== Data for this task

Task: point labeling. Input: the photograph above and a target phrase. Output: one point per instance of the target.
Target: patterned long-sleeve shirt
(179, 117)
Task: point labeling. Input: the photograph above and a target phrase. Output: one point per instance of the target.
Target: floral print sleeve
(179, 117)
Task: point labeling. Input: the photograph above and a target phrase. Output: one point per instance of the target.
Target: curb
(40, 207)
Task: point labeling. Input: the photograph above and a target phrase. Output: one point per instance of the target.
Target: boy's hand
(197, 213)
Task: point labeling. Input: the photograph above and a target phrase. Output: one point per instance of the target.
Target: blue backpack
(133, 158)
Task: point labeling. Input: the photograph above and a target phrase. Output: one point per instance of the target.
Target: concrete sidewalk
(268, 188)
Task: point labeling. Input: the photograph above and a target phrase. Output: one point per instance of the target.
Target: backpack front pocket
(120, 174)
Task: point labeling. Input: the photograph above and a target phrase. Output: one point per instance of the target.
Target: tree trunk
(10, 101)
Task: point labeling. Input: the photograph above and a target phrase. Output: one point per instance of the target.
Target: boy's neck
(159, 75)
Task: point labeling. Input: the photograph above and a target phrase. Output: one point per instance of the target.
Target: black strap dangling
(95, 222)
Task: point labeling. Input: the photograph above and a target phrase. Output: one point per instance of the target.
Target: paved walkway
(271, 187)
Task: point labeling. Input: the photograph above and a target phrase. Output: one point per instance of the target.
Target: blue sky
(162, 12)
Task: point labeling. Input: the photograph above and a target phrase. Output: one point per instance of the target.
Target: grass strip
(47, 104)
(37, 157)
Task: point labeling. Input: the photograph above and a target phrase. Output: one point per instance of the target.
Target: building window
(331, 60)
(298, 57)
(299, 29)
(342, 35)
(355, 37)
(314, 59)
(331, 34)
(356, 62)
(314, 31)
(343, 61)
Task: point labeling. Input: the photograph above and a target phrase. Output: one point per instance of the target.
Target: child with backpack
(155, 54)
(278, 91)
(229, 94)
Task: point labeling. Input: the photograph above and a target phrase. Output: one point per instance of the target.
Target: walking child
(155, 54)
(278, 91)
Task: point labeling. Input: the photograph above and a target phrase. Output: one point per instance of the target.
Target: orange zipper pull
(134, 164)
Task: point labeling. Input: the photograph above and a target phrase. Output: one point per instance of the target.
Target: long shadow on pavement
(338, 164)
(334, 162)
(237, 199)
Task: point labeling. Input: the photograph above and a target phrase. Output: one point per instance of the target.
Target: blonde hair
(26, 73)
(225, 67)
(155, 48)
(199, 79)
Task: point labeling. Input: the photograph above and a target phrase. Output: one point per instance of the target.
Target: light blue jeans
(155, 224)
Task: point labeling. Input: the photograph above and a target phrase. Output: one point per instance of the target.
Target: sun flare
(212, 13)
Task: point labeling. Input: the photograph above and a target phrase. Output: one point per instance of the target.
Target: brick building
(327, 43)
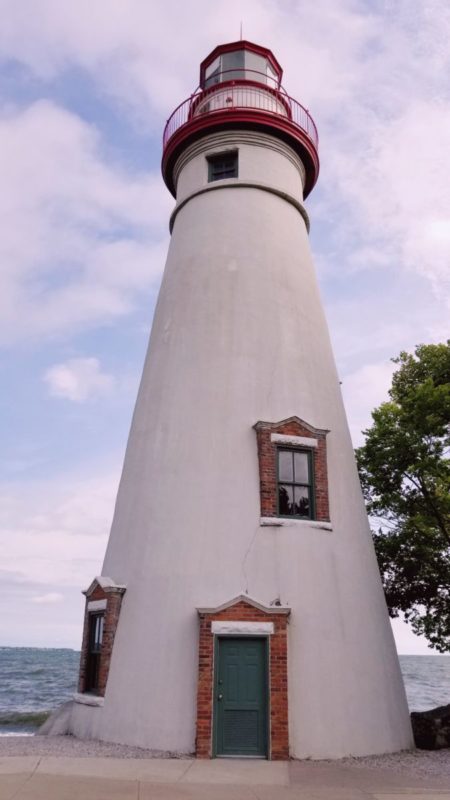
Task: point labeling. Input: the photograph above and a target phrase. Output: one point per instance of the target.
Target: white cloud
(78, 379)
(364, 390)
(80, 227)
(48, 599)
(56, 530)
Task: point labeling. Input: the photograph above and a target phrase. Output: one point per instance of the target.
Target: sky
(85, 89)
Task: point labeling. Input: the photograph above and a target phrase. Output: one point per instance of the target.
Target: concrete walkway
(57, 778)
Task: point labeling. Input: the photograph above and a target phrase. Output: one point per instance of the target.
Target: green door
(240, 702)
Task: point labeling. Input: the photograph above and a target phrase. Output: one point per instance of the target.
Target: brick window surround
(267, 456)
(245, 609)
(106, 596)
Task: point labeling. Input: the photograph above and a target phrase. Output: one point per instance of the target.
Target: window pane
(232, 61)
(285, 466)
(213, 67)
(255, 67)
(302, 504)
(225, 166)
(301, 467)
(285, 500)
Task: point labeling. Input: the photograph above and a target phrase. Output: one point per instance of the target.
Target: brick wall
(112, 612)
(278, 687)
(267, 455)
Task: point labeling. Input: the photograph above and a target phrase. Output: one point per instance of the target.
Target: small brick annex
(267, 456)
(245, 609)
(105, 591)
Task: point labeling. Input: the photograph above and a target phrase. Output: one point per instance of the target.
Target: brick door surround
(237, 612)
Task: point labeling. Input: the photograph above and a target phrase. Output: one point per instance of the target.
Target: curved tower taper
(240, 609)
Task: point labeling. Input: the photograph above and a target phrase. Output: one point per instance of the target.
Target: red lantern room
(240, 87)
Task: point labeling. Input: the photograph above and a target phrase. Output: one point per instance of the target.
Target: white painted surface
(285, 522)
(249, 628)
(282, 438)
(97, 605)
(88, 699)
(238, 336)
(274, 608)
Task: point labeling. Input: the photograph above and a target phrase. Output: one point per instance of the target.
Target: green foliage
(404, 468)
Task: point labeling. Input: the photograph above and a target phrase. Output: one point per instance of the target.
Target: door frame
(215, 720)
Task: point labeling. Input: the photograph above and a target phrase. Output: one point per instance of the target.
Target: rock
(431, 728)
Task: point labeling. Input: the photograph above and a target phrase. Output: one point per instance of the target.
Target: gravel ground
(69, 746)
(420, 763)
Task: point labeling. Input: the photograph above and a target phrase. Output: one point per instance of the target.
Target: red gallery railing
(240, 95)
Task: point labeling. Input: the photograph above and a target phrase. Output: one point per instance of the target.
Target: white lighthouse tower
(240, 609)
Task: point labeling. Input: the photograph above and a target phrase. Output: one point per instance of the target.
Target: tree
(405, 474)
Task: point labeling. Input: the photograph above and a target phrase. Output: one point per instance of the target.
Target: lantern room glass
(240, 65)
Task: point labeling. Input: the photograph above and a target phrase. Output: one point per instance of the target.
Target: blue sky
(85, 92)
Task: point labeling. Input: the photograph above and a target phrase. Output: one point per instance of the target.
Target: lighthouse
(239, 611)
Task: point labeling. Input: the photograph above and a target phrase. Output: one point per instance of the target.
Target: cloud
(82, 225)
(79, 379)
(48, 598)
(364, 390)
(56, 530)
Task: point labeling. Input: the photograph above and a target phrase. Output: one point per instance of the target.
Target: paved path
(58, 778)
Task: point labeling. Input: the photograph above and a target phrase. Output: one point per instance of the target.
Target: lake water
(35, 681)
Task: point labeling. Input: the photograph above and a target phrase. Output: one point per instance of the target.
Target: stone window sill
(284, 522)
(88, 699)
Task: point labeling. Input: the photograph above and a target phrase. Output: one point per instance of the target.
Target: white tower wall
(239, 336)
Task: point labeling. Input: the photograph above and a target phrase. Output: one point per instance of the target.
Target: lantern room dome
(240, 88)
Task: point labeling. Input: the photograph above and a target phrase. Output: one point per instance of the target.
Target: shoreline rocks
(431, 728)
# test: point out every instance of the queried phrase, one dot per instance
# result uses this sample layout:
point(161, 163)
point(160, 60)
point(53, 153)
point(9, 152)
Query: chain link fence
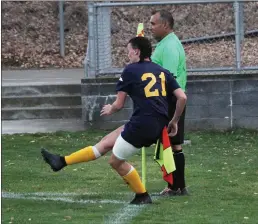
point(218, 36)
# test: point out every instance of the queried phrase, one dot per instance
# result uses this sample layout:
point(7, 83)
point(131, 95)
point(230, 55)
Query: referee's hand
point(172, 128)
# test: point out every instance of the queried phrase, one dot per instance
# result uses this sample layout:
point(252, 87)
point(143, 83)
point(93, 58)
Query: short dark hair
point(165, 16)
point(144, 45)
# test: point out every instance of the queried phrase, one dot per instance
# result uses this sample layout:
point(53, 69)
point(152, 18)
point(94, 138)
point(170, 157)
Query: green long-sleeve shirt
point(169, 54)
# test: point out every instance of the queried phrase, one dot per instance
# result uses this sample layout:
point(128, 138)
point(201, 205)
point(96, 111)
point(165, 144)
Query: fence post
point(103, 38)
point(90, 59)
point(237, 35)
point(241, 20)
point(61, 28)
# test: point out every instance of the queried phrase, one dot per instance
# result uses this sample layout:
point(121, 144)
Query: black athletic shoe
point(56, 162)
point(140, 199)
point(169, 192)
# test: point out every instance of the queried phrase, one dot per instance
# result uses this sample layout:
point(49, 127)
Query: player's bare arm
point(116, 106)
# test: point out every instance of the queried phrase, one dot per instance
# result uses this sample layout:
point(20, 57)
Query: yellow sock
point(134, 181)
point(84, 155)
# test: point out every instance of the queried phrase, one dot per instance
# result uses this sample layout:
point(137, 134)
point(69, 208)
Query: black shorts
point(178, 139)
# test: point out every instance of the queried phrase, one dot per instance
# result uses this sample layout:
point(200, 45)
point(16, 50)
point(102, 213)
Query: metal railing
point(218, 35)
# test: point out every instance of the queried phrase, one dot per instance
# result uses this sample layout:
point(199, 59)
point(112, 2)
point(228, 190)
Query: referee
point(169, 53)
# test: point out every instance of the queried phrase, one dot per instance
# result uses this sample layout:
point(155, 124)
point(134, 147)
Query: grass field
point(221, 173)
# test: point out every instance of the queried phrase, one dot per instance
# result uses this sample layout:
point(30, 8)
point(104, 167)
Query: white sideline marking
point(126, 214)
point(122, 216)
point(44, 197)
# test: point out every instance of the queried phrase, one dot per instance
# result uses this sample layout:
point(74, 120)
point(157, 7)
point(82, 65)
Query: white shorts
point(123, 150)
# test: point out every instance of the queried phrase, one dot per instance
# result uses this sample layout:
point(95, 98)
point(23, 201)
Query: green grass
point(221, 172)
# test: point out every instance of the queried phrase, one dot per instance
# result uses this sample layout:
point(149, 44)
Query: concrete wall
point(214, 102)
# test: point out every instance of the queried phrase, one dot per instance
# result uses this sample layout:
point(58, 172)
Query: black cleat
point(56, 162)
point(141, 199)
point(169, 192)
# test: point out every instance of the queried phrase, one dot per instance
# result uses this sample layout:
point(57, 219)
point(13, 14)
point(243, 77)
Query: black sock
point(179, 173)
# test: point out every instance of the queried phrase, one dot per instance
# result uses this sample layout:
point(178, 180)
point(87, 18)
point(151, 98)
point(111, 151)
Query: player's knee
point(114, 163)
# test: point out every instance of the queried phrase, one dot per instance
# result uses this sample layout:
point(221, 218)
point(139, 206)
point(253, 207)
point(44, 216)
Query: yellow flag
point(140, 31)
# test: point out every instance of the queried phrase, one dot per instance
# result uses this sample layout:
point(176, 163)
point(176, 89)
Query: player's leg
point(121, 152)
point(179, 157)
point(83, 155)
point(177, 141)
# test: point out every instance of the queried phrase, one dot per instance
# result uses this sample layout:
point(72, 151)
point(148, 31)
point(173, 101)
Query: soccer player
point(169, 54)
point(148, 85)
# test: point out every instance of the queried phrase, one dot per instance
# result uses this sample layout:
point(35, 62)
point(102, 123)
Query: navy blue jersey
point(148, 85)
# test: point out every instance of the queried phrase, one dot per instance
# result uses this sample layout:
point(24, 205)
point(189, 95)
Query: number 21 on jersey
point(153, 80)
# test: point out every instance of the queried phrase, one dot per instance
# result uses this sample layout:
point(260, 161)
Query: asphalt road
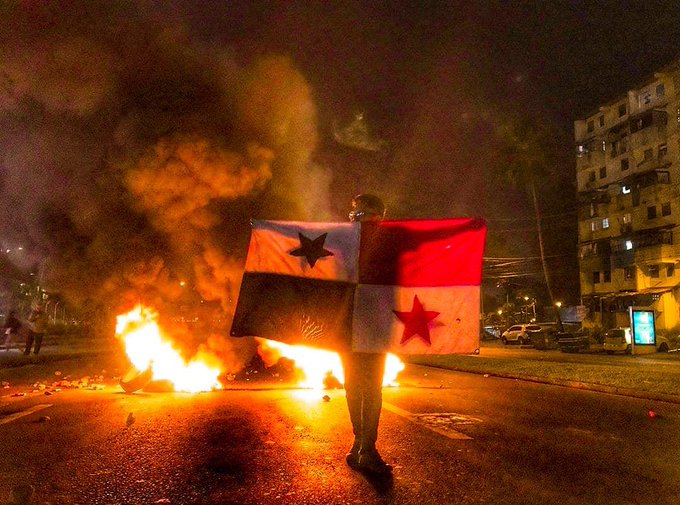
point(453, 437)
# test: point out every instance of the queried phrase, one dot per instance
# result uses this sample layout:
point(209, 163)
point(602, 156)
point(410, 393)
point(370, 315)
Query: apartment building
point(628, 180)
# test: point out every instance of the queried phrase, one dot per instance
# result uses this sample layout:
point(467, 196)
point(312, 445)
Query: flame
point(318, 365)
point(146, 347)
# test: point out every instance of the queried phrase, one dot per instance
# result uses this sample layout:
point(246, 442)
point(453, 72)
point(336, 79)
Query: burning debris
point(154, 357)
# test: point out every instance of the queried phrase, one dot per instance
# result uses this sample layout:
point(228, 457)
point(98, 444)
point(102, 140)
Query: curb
point(586, 386)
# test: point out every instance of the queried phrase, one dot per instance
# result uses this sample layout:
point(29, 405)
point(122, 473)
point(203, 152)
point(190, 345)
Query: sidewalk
point(652, 376)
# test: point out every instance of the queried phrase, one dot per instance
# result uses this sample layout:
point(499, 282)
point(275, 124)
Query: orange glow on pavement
point(317, 364)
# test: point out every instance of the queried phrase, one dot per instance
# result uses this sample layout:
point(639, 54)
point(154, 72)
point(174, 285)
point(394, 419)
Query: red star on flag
point(416, 322)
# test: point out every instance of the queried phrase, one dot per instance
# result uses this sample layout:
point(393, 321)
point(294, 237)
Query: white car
point(519, 333)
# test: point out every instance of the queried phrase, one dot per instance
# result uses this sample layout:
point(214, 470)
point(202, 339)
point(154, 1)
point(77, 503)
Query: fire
point(146, 348)
point(317, 365)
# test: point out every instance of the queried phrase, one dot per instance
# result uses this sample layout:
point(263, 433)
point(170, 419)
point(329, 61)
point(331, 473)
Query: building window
point(654, 271)
point(629, 273)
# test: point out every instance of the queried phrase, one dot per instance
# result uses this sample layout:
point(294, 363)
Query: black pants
point(363, 389)
point(29, 342)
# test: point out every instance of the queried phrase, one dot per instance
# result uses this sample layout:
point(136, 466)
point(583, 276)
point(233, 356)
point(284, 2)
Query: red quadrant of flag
point(446, 252)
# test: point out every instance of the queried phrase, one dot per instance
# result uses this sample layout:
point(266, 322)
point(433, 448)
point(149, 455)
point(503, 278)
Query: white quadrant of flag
point(441, 320)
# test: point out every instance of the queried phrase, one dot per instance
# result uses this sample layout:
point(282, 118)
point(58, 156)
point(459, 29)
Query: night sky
point(137, 139)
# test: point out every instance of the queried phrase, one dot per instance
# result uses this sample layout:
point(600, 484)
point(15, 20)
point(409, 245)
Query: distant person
point(364, 374)
point(11, 327)
point(37, 328)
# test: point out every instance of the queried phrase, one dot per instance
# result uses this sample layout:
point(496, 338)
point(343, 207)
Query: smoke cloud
point(132, 157)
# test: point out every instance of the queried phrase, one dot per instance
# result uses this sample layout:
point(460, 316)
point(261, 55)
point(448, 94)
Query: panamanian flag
point(405, 287)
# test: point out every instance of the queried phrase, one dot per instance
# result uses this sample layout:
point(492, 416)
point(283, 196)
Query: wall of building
point(628, 179)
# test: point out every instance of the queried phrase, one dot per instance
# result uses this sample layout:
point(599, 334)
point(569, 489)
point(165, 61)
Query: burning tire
point(134, 380)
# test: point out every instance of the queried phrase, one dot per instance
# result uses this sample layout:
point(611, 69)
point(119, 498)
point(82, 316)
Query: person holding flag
point(364, 372)
point(363, 289)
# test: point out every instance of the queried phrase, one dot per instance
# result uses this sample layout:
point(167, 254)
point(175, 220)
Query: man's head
point(367, 207)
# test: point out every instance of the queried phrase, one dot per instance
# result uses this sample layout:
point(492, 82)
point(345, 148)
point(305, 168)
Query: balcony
point(658, 253)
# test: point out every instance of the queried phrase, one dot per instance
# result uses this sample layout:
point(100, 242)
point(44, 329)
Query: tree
point(528, 153)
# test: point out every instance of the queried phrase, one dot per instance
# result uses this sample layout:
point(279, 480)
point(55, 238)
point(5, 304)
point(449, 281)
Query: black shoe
point(352, 457)
point(372, 462)
point(352, 460)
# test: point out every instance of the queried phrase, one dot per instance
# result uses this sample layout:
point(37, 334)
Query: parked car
point(619, 340)
point(573, 342)
point(490, 333)
point(519, 333)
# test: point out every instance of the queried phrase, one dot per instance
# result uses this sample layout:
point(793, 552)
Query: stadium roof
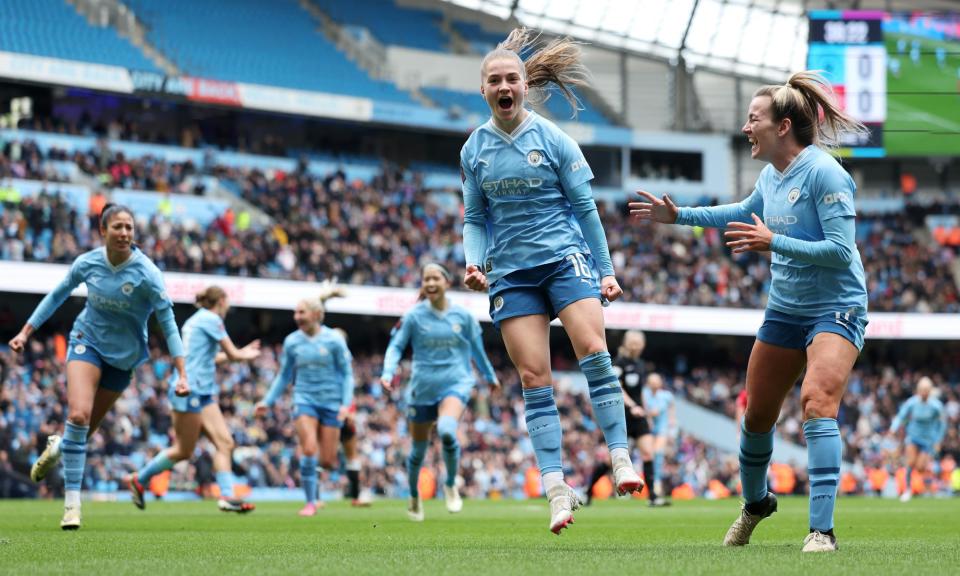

====

**Activity**
Repeat, character for character, the lines of the material above from the line with "Query: red quadrant of flag" through the line with "point(459, 29)".

**Task response**
Query: red quadrant of flag
point(446, 252)
# test: point out every instance of the queried phrase, one dot per instance
# result uses this sample layout:
point(266, 322)
point(433, 448)
point(149, 455)
point(503, 278)
Query: white quadrant of flag
point(441, 320)
# test: point out every instance of the queried phrase, one dot per instance
# result uses this sample layout:
point(282, 118)
point(58, 156)
point(459, 29)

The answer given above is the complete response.